### Task data
============

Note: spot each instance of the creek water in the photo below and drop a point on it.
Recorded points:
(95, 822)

============

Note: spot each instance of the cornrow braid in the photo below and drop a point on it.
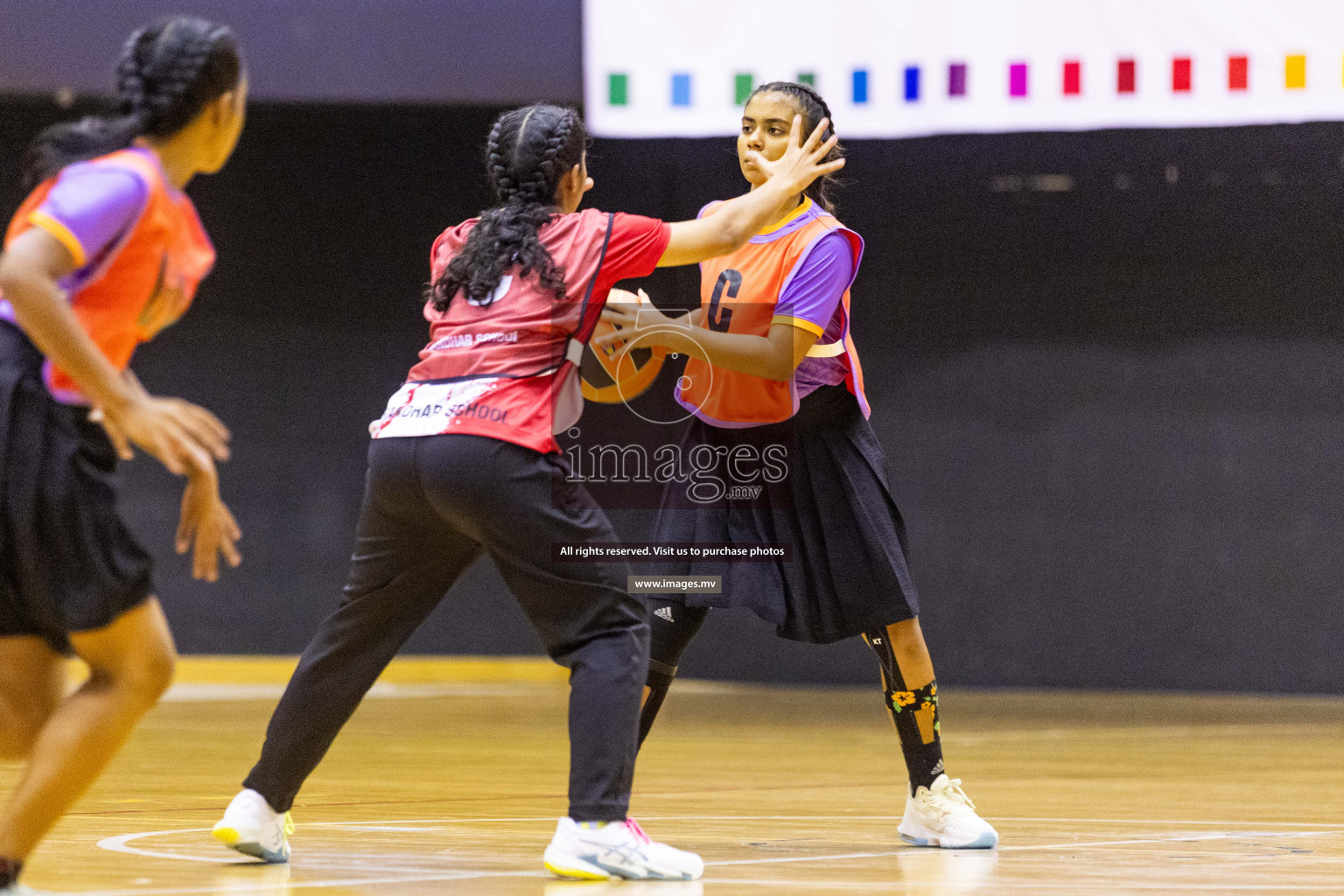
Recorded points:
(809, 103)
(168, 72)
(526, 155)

============

### Required action
Copy out each line of the records above that includes "spot".

### Exercise result
Note: spot each instance of the creek water in the photo below and drop a point on it.
Note: spot each instance of the cornrow braid in the photo below and drop a point on it.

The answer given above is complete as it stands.